#### RECORDED INFORMATION:
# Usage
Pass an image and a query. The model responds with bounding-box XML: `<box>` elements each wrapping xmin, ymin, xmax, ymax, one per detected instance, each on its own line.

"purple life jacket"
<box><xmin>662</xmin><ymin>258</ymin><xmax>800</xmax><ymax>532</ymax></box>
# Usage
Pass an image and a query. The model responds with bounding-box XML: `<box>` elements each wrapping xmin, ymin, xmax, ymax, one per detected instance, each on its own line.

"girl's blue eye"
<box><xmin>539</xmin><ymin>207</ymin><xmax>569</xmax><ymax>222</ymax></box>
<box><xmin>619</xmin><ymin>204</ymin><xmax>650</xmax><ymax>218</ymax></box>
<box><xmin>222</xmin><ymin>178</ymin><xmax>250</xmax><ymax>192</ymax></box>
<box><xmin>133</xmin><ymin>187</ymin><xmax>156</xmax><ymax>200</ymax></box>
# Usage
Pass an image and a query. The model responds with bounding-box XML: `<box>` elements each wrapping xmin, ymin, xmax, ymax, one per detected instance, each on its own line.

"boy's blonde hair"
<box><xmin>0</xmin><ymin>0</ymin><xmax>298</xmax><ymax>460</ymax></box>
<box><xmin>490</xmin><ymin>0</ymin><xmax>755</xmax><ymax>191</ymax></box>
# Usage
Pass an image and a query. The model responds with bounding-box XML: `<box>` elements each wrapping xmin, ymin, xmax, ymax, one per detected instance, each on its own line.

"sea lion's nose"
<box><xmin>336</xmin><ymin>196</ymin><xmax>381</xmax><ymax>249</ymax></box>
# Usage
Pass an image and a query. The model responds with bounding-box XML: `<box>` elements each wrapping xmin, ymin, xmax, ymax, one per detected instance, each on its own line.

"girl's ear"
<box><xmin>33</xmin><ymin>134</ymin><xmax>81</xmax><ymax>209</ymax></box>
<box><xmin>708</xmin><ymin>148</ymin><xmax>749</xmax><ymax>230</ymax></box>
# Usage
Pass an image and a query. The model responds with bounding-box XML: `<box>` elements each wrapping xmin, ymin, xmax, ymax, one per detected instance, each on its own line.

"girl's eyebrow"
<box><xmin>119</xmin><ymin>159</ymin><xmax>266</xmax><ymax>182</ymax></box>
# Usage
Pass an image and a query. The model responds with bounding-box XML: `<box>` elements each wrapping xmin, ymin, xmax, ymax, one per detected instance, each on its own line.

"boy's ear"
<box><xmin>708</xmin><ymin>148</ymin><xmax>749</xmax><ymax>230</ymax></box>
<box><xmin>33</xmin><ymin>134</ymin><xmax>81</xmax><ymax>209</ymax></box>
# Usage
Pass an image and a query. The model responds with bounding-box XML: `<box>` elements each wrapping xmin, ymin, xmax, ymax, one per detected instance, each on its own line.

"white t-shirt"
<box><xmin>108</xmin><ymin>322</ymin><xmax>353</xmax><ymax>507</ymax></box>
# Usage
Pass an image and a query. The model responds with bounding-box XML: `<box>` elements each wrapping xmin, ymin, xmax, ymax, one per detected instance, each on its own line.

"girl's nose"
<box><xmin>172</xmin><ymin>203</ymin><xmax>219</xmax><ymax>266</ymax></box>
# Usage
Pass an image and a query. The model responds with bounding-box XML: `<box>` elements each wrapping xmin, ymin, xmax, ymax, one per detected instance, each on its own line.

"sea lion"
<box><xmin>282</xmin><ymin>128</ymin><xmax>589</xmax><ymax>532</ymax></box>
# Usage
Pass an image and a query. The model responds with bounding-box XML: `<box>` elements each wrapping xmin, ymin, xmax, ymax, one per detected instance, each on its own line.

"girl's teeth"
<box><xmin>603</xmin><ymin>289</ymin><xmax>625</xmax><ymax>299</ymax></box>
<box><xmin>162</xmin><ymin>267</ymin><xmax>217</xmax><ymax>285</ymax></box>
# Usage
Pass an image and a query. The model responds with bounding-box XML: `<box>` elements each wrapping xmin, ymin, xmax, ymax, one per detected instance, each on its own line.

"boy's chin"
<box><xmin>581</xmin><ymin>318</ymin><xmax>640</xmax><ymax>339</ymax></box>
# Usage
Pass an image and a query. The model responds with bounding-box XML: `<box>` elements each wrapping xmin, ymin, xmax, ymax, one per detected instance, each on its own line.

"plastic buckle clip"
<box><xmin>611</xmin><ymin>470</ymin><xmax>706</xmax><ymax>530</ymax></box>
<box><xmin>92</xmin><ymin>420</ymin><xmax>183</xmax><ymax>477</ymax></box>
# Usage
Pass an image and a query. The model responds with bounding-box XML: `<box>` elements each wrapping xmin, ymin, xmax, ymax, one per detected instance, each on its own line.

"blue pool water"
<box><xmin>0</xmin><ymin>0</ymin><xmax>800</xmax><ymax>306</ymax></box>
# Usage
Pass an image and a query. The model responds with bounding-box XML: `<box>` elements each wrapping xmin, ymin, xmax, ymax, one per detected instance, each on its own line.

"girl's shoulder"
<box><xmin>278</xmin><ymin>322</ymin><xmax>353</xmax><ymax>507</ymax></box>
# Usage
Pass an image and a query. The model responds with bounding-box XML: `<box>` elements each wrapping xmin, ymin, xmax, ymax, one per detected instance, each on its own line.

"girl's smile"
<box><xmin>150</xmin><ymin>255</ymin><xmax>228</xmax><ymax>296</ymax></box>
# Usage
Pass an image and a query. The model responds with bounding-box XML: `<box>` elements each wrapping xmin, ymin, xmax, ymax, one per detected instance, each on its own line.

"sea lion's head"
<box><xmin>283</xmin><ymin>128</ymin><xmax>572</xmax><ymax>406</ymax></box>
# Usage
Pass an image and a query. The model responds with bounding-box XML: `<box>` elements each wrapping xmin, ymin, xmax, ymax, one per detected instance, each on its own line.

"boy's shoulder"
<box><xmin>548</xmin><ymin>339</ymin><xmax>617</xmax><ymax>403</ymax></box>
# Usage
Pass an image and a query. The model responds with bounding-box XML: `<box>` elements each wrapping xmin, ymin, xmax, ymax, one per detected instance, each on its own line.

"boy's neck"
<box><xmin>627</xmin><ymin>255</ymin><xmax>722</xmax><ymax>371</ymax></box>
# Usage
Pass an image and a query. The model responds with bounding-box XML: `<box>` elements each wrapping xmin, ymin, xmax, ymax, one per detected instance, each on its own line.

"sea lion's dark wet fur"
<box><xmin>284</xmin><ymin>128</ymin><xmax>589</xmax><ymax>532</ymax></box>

#### WRITTEN EXERCISE:
Return the listing above in full, character for character.

#### TASK ANSWER:
# Usage
Pass an image and a query. The model responds with bounding-box XML: `<box>` elements each wrapping xmin, ymin, xmax, ymax, one per detected instance, each on its own line.

"purple life jacket"
<box><xmin>662</xmin><ymin>258</ymin><xmax>800</xmax><ymax>532</ymax></box>
# Usage
Pass an image and a query. The model responds with bounding-box XML: `<box>` elements each wrapping xmin, ymin, xmax, ymax, one per detected instance, each on its own line.

"girl's blue eye"
<box><xmin>539</xmin><ymin>207</ymin><xmax>569</xmax><ymax>222</ymax></box>
<box><xmin>619</xmin><ymin>204</ymin><xmax>650</xmax><ymax>218</ymax></box>
<box><xmin>222</xmin><ymin>178</ymin><xmax>250</xmax><ymax>192</ymax></box>
<box><xmin>133</xmin><ymin>187</ymin><xmax>156</xmax><ymax>200</ymax></box>
# Usage
Pass an image and a query. The model responds with bounding-box XML: `<box>` elements each wrapping xmin, ymin, xmax, ymax, one per detected instance, each on its own line.

"boy's blonde hair"
<box><xmin>0</xmin><ymin>0</ymin><xmax>298</xmax><ymax>460</ymax></box>
<box><xmin>490</xmin><ymin>0</ymin><xmax>755</xmax><ymax>191</ymax></box>
# Usage
Pass an image and a query. The model responds with bounding-box XML: `<box>` elements each wrapping xmin, ymin, xmax, ymax, one per detected instance, each on its own line.

"sea lion's nose"
<box><xmin>336</xmin><ymin>196</ymin><xmax>381</xmax><ymax>249</ymax></box>
# Usage
Pass an image and a query. The model responds with bounding-box XML: `<box>` elements each wrapping xmin, ymin, xmax, ymax, one per detected instance, each on its own line.

"girl's ear"
<box><xmin>33</xmin><ymin>134</ymin><xmax>81</xmax><ymax>209</ymax></box>
<box><xmin>708</xmin><ymin>148</ymin><xmax>749</xmax><ymax>230</ymax></box>
# Usage
Pass an image and a query. The model responds with bounding-box XML: `<box>` elements each wrapping xmin, ymin, xmax, ymax, one per detected instance, each on its own line.

"girl's eyebrow"
<box><xmin>119</xmin><ymin>159</ymin><xmax>266</xmax><ymax>182</ymax></box>
# Usage
Pass an image and a query. The model responds with bounding-box XML: `<box>` elements each wrapping xmin, ymin, xmax, ymax, one per detected instance, each on its own line.

"boy's ear"
<box><xmin>708</xmin><ymin>148</ymin><xmax>749</xmax><ymax>230</ymax></box>
<box><xmin>33</xmin><ymin>134</ymin><xmax>81</xmax><ymax>209</ymax></box>
# Usage
Pass an image and a query. The model responds with bounding-box XML: `<box>` elements each wrapping xmin, ymin, xmax, ymax, one per detected instance, each on its own line.

"white t-shirt"
<box><xmin>108</xmin><ymin>322</ymin><xmax>353</xmax><ymax>507</ymax></box>
# Usage
Pass an image and a query. The model responds with bounding-box XML: `<box>` elements each wrapping xmin, ymin, xmax, ymax, one per detected instance, each on its own line.

"girl's nose"
<box><xmin>172</xmin><ymin>203</ymin><xmax>219</xmax><ymax>266</ymax></box>
# Usage
Pass an image and a query. The model responds with bounding-box XML: `<box>` elements each wrapping xmin, ymin, xmax, ymax, one per detected instance, each on its own line.

"sea lion"
<box><xmin>282</xmin><ymin>128</ymin><xmax>589</xmax><ymax>532</ymax></box>
# Usage
Pass an image and a query. The model responds with bounding-box XML: `<box>` elements each wrapping xmin, ymin, xmax, ymax, one per detected instance, each on its own line.

"girl's teeth"
<box><xmin>603</xmin><ymin>289</ymin><xmax>625</xmax><ymax>299</ymax></box>
<box><xmin>162</xmin><ymin>267</ymin><xmax>217</xmax><ymax>285</ymax></box>
# Usage
Pass an image and a query. The model responds with bounding-box XML: `<box>` elements each wrapping xmin, ymin, xmax, ymax, one per detected instance, each on its own line.

"boy's chin"
<box><xmin>581</xmin><ymin>318</ymin><xmax>640</xmax><ymax>339</ymax></box>
# Usage
Pass an image and a query. The model responds with bounding-box XML: `<box>` elements each wrapping xmin, ymin, xmax, ymax, one per detected instance, each on its own line.

"plastic buckle clip"
<box><xmin>611</xmin><ymin>470</ymin><xmax>706</xmax><ymax>530</ymax></box>
<box><xmin>92</xmin><ymin>420</ymin><xmax>183</xmax><ymax>477</ymax></box>
# Usage
Pass an image and a query. The model responds with bounding-box XML: `<box>` elements each wrapping xmin, ymin, xmax, ymax, one per detected instance, each on its own line.

"blue pool water"
<box><xmin>0</xmin><ymin>0</ymin><xmax>800</xmax><ymax>306</ymax></box>
# Usage
Pass an image and a query. The model responds with bounding-box XML: `<box>` elements each wrapping xmin, ymin, xmax, ymax, one per detected instance, each on its own line.

"girl's shoulder"
<box><xmin>278</xmin><ymin>322</ymin><xmax>353</xmax><ymax>507</ymax></box>
# Usage
Pass an image and a query. The model responds with bounding-box XML: `<box>` elements each wrapping xmin, ymin, xmax, ymax, one per detected instance, each on its own line.

"girl's smile"
<box><xmin>150</xmin><ymin>255</ymin><xmax>228</xmax><ymax>296</ymax></box>
# Usage
Pass an image and a query. The model responds with bounding-box XML: `<box>` elements each wrapping xmin, ymin, xmax, ymax, one per detected instance, each on its own line.

"sea lion's head"
<box><xmin>283</xmin><ymin>128</ymin><xmax>572</xmax><ymax>406</ymax></box>
# Usage
Pass an image and a query. The model responds with bounding-box XML: `<box>` elements each wrapping xmin, ymin, xmax, ymax, one per detected instance, each on its own line.

"boy's shoulder"
<box><xmin>548</xmin><ymin>339</ymin><xmax>617</xmax><ymax>403</ymax></box>
# Usage
Pass an image and a query. The model responds with bounding-box XML: `<box>` elements each wrapping xmin, ymin, xmax, ymax, one per detected instance, each on its own line.

"boy's neck"
<box><xmin>627</xmin><ymin>255</ymin><xmax>722</xmax><ymax>371</ymax></box>
# Usage
Pass an image and a query. The model responds with bounding-box XML: `<box>` elements each wrapping xmin, ymin, xmax, ymax, one per detected instance, each on its own line.

"sea lion's dark wet fur"
<box><xmin>284</xmin><ymin>128</ymin><xmax>589</xmax><ymax>532</ymax></box>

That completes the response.